**TASK DESCRIPTION:** Show each line in the rows below that contains the string "woman". Case counts.

(Data items)
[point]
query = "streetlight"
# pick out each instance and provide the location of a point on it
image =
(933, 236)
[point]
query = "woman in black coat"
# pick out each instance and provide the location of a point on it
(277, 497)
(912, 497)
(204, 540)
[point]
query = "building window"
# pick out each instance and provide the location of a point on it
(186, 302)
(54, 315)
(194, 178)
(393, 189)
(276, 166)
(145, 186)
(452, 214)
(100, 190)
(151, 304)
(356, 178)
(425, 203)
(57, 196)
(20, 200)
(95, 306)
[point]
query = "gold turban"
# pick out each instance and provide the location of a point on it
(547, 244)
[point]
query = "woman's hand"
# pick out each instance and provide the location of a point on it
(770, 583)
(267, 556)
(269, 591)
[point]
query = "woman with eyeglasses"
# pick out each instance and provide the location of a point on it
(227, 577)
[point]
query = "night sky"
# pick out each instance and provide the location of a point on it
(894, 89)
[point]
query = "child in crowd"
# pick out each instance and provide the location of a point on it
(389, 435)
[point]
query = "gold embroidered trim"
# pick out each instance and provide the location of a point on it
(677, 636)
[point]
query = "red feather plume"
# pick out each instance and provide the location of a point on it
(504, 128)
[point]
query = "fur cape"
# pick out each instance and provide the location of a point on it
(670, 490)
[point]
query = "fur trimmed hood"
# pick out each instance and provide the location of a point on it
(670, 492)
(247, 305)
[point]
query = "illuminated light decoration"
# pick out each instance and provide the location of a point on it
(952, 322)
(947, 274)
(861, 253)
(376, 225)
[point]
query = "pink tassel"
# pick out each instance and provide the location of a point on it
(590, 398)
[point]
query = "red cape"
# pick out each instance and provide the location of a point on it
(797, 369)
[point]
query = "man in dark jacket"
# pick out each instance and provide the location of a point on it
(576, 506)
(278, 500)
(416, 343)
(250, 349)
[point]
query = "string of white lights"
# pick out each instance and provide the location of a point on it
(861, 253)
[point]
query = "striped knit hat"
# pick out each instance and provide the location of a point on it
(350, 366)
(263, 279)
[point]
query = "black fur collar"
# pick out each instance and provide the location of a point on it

**FINISHED TASK:**
query = "woman in black coat"
query = "woman's hand"
query = "woman with eyeglasses"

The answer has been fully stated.